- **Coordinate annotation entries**
# # # #
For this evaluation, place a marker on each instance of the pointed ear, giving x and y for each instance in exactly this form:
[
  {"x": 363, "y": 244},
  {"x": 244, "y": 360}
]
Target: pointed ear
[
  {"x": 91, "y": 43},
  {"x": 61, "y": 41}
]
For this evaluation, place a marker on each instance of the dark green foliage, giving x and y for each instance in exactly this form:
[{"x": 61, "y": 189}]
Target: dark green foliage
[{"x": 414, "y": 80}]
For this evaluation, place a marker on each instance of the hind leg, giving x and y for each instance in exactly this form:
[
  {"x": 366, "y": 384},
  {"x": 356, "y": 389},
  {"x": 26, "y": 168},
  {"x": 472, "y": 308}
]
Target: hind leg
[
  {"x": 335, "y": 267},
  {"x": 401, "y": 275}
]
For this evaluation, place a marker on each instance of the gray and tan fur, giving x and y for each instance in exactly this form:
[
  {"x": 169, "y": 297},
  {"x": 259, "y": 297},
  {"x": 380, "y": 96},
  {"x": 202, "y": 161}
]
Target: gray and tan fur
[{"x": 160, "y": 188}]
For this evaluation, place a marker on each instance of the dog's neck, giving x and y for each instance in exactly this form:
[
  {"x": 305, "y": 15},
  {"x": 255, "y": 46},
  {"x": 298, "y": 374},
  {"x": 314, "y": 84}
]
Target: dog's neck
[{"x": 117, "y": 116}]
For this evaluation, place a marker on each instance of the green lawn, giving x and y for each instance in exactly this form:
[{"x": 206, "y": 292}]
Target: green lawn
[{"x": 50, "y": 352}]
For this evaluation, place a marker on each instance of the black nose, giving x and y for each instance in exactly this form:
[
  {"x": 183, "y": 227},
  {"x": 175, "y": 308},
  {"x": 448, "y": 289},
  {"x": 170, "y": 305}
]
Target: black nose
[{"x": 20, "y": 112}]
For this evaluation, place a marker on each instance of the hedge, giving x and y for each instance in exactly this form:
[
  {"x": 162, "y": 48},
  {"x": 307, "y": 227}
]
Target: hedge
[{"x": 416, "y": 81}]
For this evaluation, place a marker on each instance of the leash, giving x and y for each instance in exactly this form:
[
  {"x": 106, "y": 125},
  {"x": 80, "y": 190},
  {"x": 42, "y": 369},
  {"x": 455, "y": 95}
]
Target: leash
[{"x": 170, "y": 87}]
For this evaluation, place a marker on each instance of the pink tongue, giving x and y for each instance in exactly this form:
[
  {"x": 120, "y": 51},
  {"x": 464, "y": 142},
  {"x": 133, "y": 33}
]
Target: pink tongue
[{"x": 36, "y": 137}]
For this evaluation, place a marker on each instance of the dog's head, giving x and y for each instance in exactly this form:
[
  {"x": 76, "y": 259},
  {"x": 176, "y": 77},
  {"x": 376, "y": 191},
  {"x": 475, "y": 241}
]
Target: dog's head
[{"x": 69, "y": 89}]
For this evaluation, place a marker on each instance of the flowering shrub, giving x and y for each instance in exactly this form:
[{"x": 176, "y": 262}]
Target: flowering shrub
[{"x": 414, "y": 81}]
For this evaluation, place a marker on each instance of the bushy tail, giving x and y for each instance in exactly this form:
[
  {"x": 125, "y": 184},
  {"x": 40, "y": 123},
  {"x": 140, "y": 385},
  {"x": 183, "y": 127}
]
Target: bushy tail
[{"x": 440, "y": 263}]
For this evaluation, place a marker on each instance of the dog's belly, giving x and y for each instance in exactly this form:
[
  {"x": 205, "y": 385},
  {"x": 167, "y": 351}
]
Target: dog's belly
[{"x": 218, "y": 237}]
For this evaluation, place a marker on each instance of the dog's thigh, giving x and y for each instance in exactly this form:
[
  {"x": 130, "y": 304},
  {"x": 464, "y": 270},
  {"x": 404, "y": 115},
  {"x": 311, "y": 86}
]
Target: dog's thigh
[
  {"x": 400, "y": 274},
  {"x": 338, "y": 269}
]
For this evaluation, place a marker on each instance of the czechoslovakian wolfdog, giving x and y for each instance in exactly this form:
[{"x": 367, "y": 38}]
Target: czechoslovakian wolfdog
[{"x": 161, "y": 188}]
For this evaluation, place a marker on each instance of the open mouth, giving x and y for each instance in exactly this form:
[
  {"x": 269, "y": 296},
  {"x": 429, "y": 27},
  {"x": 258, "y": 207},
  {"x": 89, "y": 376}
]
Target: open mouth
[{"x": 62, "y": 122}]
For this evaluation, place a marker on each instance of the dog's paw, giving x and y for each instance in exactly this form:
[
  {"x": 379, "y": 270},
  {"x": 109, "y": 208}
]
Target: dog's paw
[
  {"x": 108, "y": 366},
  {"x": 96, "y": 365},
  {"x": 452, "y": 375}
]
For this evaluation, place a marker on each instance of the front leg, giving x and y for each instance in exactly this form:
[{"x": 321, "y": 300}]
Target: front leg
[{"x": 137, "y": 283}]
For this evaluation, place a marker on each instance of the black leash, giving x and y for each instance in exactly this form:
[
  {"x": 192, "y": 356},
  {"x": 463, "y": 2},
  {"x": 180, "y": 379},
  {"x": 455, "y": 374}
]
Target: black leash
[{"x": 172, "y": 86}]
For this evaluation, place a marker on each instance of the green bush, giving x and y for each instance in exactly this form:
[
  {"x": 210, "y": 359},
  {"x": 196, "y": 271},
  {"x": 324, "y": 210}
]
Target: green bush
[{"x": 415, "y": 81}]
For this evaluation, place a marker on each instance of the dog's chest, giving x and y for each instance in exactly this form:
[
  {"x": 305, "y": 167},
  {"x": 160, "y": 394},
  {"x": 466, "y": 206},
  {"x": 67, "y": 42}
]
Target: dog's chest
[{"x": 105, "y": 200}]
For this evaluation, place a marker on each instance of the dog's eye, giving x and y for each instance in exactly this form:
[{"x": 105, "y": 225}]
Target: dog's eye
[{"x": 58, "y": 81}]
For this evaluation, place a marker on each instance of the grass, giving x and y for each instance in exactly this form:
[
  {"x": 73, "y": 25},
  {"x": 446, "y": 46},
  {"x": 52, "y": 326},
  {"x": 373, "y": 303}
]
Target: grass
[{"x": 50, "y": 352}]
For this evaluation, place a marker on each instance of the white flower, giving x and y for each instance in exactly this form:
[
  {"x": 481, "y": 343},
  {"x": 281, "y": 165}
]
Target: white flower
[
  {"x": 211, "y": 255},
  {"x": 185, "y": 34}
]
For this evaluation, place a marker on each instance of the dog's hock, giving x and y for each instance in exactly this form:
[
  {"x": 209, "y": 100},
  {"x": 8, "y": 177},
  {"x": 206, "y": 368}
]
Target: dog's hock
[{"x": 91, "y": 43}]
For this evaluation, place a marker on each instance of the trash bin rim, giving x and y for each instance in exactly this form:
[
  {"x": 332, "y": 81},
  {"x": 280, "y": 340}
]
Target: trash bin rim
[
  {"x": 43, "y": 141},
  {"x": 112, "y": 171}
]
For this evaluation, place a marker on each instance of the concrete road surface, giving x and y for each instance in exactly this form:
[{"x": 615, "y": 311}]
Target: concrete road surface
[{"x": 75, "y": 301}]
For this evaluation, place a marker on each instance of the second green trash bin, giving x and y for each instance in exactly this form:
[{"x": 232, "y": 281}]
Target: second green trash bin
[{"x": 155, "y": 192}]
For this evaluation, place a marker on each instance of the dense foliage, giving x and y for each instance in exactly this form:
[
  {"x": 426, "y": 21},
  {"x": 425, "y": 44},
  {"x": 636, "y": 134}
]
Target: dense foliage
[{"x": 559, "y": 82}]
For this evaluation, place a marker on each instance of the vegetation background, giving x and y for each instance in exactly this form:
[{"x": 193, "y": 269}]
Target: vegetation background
# # # #
- **Your objective**
Copy out every line of the records above, character for character, changing nothing.

- **Reply to the task**
For this evaluation, place a marker on each instance of the pointed ear, giving x and y for each instance in exactly this form:
[
  {"x": 363, "y": 244},
  {"x": 244, "y": 360}
]
Target: pointed ear
[
  {"x": 91, "y": 43},
  {"x": 61, "y": 41}
]
For this evaluation, place a marker on each instance of the dark green foliage, giving x and y for each instance in exactly this form:
[{"x": 61, "y": 189}]
Target: dark green foliage
[{"x": 414, "y": 80}]
For this evaluation, place a marker on each instance of the hind leg, giving x and y for each instance in exactly this form:
[
  {"x": 366, "y": 384},
  {"x": 356, "y": 389},
  {"x": 26, "y": 168},
  {"x": 472, "y": 308}
]
Target: hind leg
[
  {"x": 335, "y": 267},
  {"x": 401, "y": 275}
]
For this evaluation, place a marker on each instance of the gray and tan fur, giving x and y for each instance in exactly this form:
[
  {"x": 169, "y": 297},
  {"x": 259, "y": 297},
  {"x": 380, "y": 96},
  {"x": 202, "y": 161}
]
Target: gray and tan fur
[{"x": 160, "y": 188}]
For this evaluation, place a marker on each instance of the dog's neck, giving x and y for each instance in exactly this form:
[
  {"x": 305, "y": 15},
  {"x": 255, "y": 46},
  {"x": 298, "y": 374},
  {"x": 314, "y": 84}
]
Target: dog's neck
[{"x": 117, "y": 116}]
For this evaluation, place a marker on each instance of the green lawn, giving x and y for each instance in exactly this form:
[{"x": 206, "y": 292}]
Target: green lawn
[{"x": 50, "y": 352}]
For this evaluation, place a marker on each instance of the black nose, giving x and y for each instance in exactly this form:
[
  {"x": 183, "y": 227},
  {"x": 175, "y": 308},
  {"x": 448, "y": 289},
  {"x": 170, "y": 305}
]
Target: black nose
[{"x": 20, "y": 112}]
For this evaluation, place a marker on each instance of the hedge, giving x and y for each instance in exactly this form:
[
  {"x": 162, "y": 48},
  {"x": 307, "y": 227}
]
Target: hedge
[{"x": 416, "y": 81}]
For this evaluation, place a marker on each instance of the leash, giving x and y for each instance in exactly this form:
[
  {"x": 106, "y": 125},
  {"x": 80, "y": 190},
  {"x": 42, "y": 369},
  {"x": 455, "y": 95}
]
Target: leash
[{"x": 170, "y": 87}]
For this evaluation, place a marker on each instance of the pink tongue, giving x and y for each instance in exactly this form:
[
  {"x": 120, "y": 51},
  {"x": 464, "y": 142},
  {"x": 133, "y": 33}
]
Target: pink tongue
[{"x": 36, "y": 137}]
For this evaluation, place a marker on each instance of the dog's head, giving x and y for each instance in exactly this form:
[
  {"x": 76, "y": 259},
  {"x": 176, "y": 77},
  {"x": 376, "y": 191},
  {"x": 475, "y": 241}
]
Target: dog's head
[{"x": 69, "y": 89}]
For this evaluation, place a marker on each instance of the flowering shrub, giving x and y for each instance in exactly this form:
[{"x": 176, "y": 262}]
Target: flowering shrub
[{"x": 414, "y": 81}]
For this evaluation, place a marker on each instance of the bushy tail, giving x and y for each instance in exactly this form:
[
  {"x": 125, "y": 184},
  {"x": 40, "y": 123},
  {"x": 140, "y": 385},
  {"x": 183, "y": 127}
]
Target: bushy tail
[{"x": 440, "y": 263}]
For this evaluation, place a marker on each instance of the dog's belly, giving x and y for each instance in exactly this form:
[
  {"x": 205, "y": 385},
  {"x": 167, "y": 351}
]
Target: dog's belly
[{"x": 218, "y": 237}]
For this evaluation, place a marker on each instance of the dog's thigh, giving x and y for each instance in exactly this form:
[
  {"x": 130, "y": 304},
  {"x": 464, "y": 270},
  {"x": 404, "y": 115},
  {"x": 311, "y": 86}
]
Target: dog's thigh
[
  {"x": 400, "y": 274},
  {"x": 338, "y": 269}
]
For this evaluation, place a marker on each instance of the czechoslovakian wolfdog, giving x and y for each instance in exactly this form:
[{"x": 367, "y": 38}]
Target: czechoslovakian wolfdog
[{"x": 161, "y": 188}]
For this evaluation, place a marker on each instance of the open mouth, giving x and y for each instance in exactly this form:
[
  {"x": 269, "y": 296},
  {"x": 429, "y": 27},
  {"x": 258, "y": 207},
  {"x": 89, "y": 376}
]
Target: open mouth
[{"x": 62, "y": 122}]
For this evaluation, place a marker on each instance of the dog's paw, giving x and y for each instance in exactly this form:
[
  {"x": 379, "y": 270},
  {"x": 109, "y": 208}
]
Target: dog's paw
[
  {"x": 108, "y": 366},
  {"x": 96, "y": 365},
  {"x": 452, "y": 375}
]
For this evaluation, place a marker on each instance of the front leg, giving x and y for each instance in exactly this form:
[{"x": 321, "y": 300}]
Target: front leg
[{"x": 137, "y": 283}]
For this evaluation, place a marker on each instance of the black leash, giving x and y for each instance in exactly this form:
[
  {"x": 192, "y": 356},
  {"x": 463, "y": 2},
  {"x": 180, "y": 379},
  {"x": 455, "y": 374}
]
Target: black leash
[{"x": 172, "y": 86}]
For this evaluation, place a marker on each instance of the green bush, giving x and y for each instance in exactly this form:
[
  {"x": 210, "y": 359},
  {"x": 196, "y": 271},
  {"x": 324, "y": 210}
]
Target: green bush
[{"x": 415, "y": 81}]
For this evaluation, place a marker on each instance of the dog's chest, giving x and y for each instance in exactly this form:
[
  {"x": 305, "y": 167},
  {"x": 160, "y": 394},
  {"x": 466, "y": 206},
  {"x": 67, "y": 42}
]
Target: dog's chest
[{"x": 105, "y": 200}]
For this evaluation, place a marker on each instance of the dog's eye, giving x and y for each instance in exactly this form:
[{"x": 105, "y": 225}]
Target: dog's eye
[{"x": 58, "y": 81}]
For this evaluation, place a marker on each instance of the grass, giving x and y for each instance in exactly this form:
[
  {"x": 73, "y": 25},
  {"x": 446, "y": 46},
  {"x": 52, "y": 326},
  {"x": 373, "y": 303}
]
Target: grass
[{"x": 50, "y": 352}]
For this evaluation, place a marker on each instance of the white flower, giving x and y for each instance in exactly this form:
[
  {"x": 481, "y": 343},
  {"x": 281, "y": 165}
]
Target: white flower
[
  {"x": 211, "y": 255},
  {"x": 185, "y": 34}
]
For this evaluation, place a marker on each instance of the dog's hock, giving x and y for each instance in exactly this form:
[
  {"x": 209, "y": 100},
  {"x": 8, "y": 177},
  {"x": 206, "y": 368}
]
Target: dog's hock
[{"x": 91, "y": 43}]
For this evaluation, place a marker on each instance of the trash bin rim, giving x and y for each instance in exactly this form:
[
  {"x": 332, "y": 81},
  {"x": 280, "y": 340}
]
Target: trash bin rim
[
  {"x": 43, "y": 141},
  {"x": 112, "y": 171}
]
For this evaluation, place a marker on each instance of the concrete road surface, giving x and y for each instance in exactly this form:
[{"x": 615, "y": 311}]
Target: concrete road surface
[{"x": 75, "y": 301}]
For this evaluation, place a marker on each instance of the second green trash bin, giving x and y for each instance in exactly this form:
[{"x": 232, "y": 281}]
Target: second green trash bin
[{"x": 155, "y": 192}]
For this evaluation, place a marker on each instance of the dense foliage, giving x and y for each instance in exactly this form:
[
  {"x": 426, "y": 21},
  {"x": 425, "y": 44},
  {"x": 636, "y": 134}
]
Target: dense foliage
[{"x": 559, "y": 82}]
For this evaluation, place a marker on each instance of the vegetation background, giving x and y for each instance in exactly this form:
[{"x": 193, "y": 269}]
Target: vegetation background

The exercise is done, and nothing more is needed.